MATERIAL FOR THIS TASK:
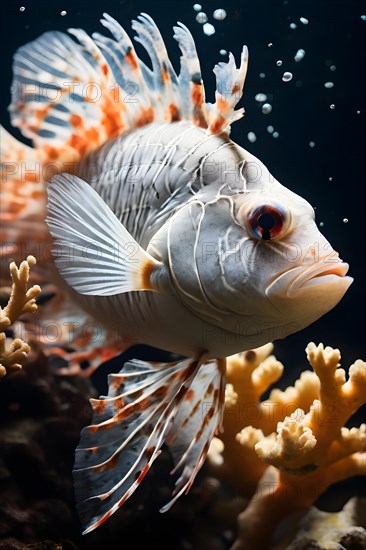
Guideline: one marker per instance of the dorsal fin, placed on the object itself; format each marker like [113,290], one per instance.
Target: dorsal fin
[75,96]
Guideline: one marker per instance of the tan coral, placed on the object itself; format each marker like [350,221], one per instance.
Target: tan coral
[309,451]
[22,300]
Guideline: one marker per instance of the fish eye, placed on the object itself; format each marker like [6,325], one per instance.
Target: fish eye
[266,221]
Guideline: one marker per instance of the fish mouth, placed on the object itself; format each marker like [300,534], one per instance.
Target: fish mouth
[329,270]
[319,273]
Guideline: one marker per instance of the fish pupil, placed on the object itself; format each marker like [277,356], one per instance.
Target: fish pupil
[266,221]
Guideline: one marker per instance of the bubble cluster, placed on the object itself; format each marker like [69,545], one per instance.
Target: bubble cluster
[299,55]
[287,76]
[219,14]
[266,108]
[260,97]
[208,29]
[201,17]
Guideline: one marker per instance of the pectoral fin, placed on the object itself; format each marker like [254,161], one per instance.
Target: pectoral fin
[93,251]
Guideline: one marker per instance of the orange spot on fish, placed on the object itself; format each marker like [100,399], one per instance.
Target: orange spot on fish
[31,176]
[131,60]
[147,270]
[143,473]
[51,152]
[118,403]
[174,113]
[78,143]
[99,405]
[146,116]
[164,75]
[76,121]
[190,395]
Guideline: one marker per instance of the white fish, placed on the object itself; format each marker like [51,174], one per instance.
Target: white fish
[164,224]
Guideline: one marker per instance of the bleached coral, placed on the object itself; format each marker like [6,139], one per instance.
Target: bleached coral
[308,448]
[22,300]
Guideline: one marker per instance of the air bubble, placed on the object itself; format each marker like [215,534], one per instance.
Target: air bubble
[219,14]
[208,29]
[260,97]
[287,77]
[299,55]
[201,17]
[266,108]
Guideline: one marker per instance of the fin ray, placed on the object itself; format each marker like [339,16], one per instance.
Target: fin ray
[107,471]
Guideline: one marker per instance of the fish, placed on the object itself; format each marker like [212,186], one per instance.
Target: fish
[162,231]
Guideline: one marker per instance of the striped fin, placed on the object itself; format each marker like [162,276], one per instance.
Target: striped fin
[198,418]
[229,88]
[94,252]
[128,428]
[73,96]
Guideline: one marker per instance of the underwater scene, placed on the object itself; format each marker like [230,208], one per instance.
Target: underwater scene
[182,269]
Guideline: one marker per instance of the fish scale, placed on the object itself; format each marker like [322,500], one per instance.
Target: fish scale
[164,232]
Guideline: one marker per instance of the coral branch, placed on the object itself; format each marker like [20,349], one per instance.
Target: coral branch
[22,300]
[308,450]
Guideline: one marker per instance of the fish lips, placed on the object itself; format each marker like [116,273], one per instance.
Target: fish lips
[325,279]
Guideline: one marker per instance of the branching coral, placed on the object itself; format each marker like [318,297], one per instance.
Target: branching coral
[22,300]
[306,451]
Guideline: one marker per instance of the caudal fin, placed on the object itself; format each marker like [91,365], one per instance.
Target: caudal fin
[128,429]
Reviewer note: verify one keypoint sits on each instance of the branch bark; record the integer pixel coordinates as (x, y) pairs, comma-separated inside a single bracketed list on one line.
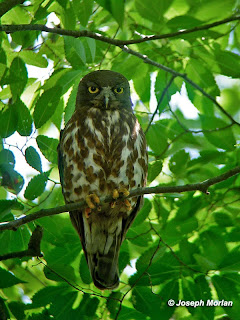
[(123, 45), (201, 186), (179, 74), (116, 42)]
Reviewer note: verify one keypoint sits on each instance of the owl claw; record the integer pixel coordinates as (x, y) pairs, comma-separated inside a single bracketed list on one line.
[(87, 212), (117, 193), (92, 200), (113, 204), (127, 204), (122, 190)]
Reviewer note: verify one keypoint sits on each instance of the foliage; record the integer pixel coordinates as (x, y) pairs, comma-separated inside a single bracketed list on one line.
[(186, 246)]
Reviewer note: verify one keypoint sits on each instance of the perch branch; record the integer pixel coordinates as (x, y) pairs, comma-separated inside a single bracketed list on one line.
[(33, 249), (159, 102), (201, 186), (116, 42), (7, 5)]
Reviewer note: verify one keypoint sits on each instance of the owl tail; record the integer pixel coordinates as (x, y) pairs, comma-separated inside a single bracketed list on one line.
[(104, 267)]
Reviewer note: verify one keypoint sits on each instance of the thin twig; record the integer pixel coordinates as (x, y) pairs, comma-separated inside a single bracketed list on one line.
[(159, 102), (116, 42), (201, 186), (178, 74)]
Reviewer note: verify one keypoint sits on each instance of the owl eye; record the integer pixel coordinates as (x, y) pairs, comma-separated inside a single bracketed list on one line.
[(93, 89), (118, 90)]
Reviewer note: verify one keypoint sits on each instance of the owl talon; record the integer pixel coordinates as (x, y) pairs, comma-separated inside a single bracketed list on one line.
[(122, 190), (113, 204), (127, 204), (92, 200), (115, 194), (87, 212)]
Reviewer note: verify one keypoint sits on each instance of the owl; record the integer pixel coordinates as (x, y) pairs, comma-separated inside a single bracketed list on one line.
[(102, 152)]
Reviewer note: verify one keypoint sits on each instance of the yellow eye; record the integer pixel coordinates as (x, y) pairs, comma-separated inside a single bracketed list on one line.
[(93, 89), (118, 90)]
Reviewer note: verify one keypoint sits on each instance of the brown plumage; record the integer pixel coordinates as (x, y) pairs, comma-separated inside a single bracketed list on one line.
[(102, 151)]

EXERCISE REQUIREMENTS: Copy every row above word for word, leaving out the pictures.

WRITTEN ANSWER:
Guideline: one marker per instance of the dorsal fin, placed on the object itself; format each marker like [113,290], one per instance.
Target: dorsal fin
[75,96]
Guideline: one marker per instance of the tan coral, placed on the object itself; format each marker like [350,221], one per instance.
Target: tan coral
[309,451]
[22,300]
Guideline: one marker per instance of the fish eye, placed on the object itself; format each marker like [6,325], one per instance.
Target: fish eye
[266,221]
Guideline: one marker per instance of the fish mouth, placed on the object itself; format each marker like [300,534], one per instance.
Target: fish mouth
[329,270]
[319,273]
Guideline: one marker per instance of the fish pupil, placed on the object itself; format each marker like [277,356], one per instance.
Target: fish pupil
[266,221]
Guideline: one marker per instance of the bubble cluster, placed on the object itself; format each marker like [69,545], one per instance.
Target: bubble cluster
[299,55]
[287,76]
[219,14]
[266,108]
[260,97]
[208,29]
[201,17]
Guideline: one marker per instance of the pectoral fin, placed on the object itself; format each marker like [254,161], one per instance.
Target: pectoral fin
[93,251]
Guideline: one marker per instance of the orange spot on fish, placed on the object itself; format each marker like [100,399], one per instance.
Target: orange spot on fish
[31,176]
[131,60]
[147,270]
[143,473]
[51,152]
[118,403]
[174,113]
[78,143]
[99,405]
[146,116]
[164,75]
[76,121]
[190,395]
Guideline: one marker per instance of the white fish, placed on the object itself; format each marker like [51,174], one per instance.
Target: white fish
[164,224]
Guideline: one marker per instance of the bleached coral, placed on the object itself; format each marker like [6,139], one per instance.
Target: bleached coral
[308,448]
[22,300]
Guideline: one marker per instance of the air bubble, placed on the object itself; format each marker like [215,534], one per instance.
Target: air bubble
[219,14]
[208,29]
[260,97]
[287,77]
[299,55]
[201,17]
[266,108]
Guideline: one marker per instance of the fin ray, placed on the object itself; format each marker like [339,16], one per instance.
Target: fin ray
[107,471]
Guideline: one marker per instance of the fish, placed on the object itself; format each marker like [212,186], one per instance.
Target: fish
[162,231]
Guideline: one marker per instance of the striped fin, placed on the object itself; format each marker like [162,276], one per instance.
Target: striped fin
[198,418]
[229,88]
[94,252]
[128,428]
[73,96]
Guideline: one marker per instance of the underwater scene, placed on the object itself; format each marker like [230,208], one per instance.
Target: underwater scene
[182,269]
Guideline: one marker per instance of the fish scale, placed on the object itself; format each marker like [322,500], one per instance.
Target: fish scale
[164,232]
Guideline: one marker per instance of the coral branch, placed on the object itself; format each marker like [20,349], one per instance.
Target: coral branch
[22,300]
[308,450]
Guideline: one marker per instance of the fish lips, placed on the object itself; format each marker like [116,273], one per instance.
Target: fish lips
[325,279]
Guideline: one marker per instance of the branching coral, placed on the object itself; format each marker like [318,297], one per instance.
Target: branching coral
[22,300]
[306,451]
Guideline: one marker per instance of the caudal fin, placed on the object itself; format each marker like [91,365], one per instance.
Target: caudal fin
[128,429]
Reviewer note: verify one keypoint sits on each instance of the branch bark; record the integer pixel coordinates as (x, y) pairs, comma-separated inside a single bracketed list on one line.
[(123, 45), (201, 186), (179, 74), (116, 42)]
Reviewer note: verify one keypoint sits on each instance of the owl claw; record the integer pixel coordinates as (x, y) pairs, comma-separated inside a single bracketed list on one line.
[(87, 212), (117, 193), (92, 200), (113, 204), (127, 204), (122, 190)]
Reviewer note: verify one keypoint sits on each instance of the foliage; record the integer pixel coordinates as (x, y) pairs, comma-separated inside a single bracketed list on one line.
[(186, 246)]
Reviewer note: verify one keypoint sits on each instance of the perch branch; record the integer pixel coordinates as (x, y) pairs, comma-separated inside a single bracketed list on one line.
[(33, 249), (159, 102), (201, 186), (116, 42), (7, 5)]
Reviewer note: verify one keypoint sits on each instance of the owl tail; record the integer pixel coordinates as (x, y) pairs, comma-separated inside a single bracketed list on one line.
[(104, 267)]
Reviewer note: verify one keypoint sits on each instance of the thin twig; record the integer pixel coordinates as (x, y) pairs, comma-separated inside a single bracketed list on one line.
[(159, 102), (116, 42), (201, 186), (178, 74)]
Reviewer note: verify one keypoint sits on each instance of the owl eye; record the integer pixel coordinates as (x, y) pairs, comma-separated inside a single bracketed list on one line.
[(93, 89), (118, 90)]
Reviewer note: verify one keypoint sits on each instance of the owl talon; record the integer pixel coordinates as (x, y) pairs, comma-separated inside a single bracketed list on one line.
[(122, 190), (113, 204), (127, 204), (92, 200), (115, 194), (87, 212)]
Reviewer note: verify one keypoint sits on each instance of the owl; record the integer pixel coordinates as (x, y) pairs, comma-separated inside a single bracketed list on one line.
[(102, 152)]
Reviewer note: verify one keypoint sits on each instance of the yellow eye; record the integer pixel coordinates as (x, y) pairs, comma-separated inside a single bracketed list on one line.
[(93, 89), (118, 90)]
Reviewer note: verify one keypoint sits on each instance of the brown plumage; record the integer pixel coordinates as (x, y) pairs, comma-separated inside a single bracketed list on one line.
[(102, 151)]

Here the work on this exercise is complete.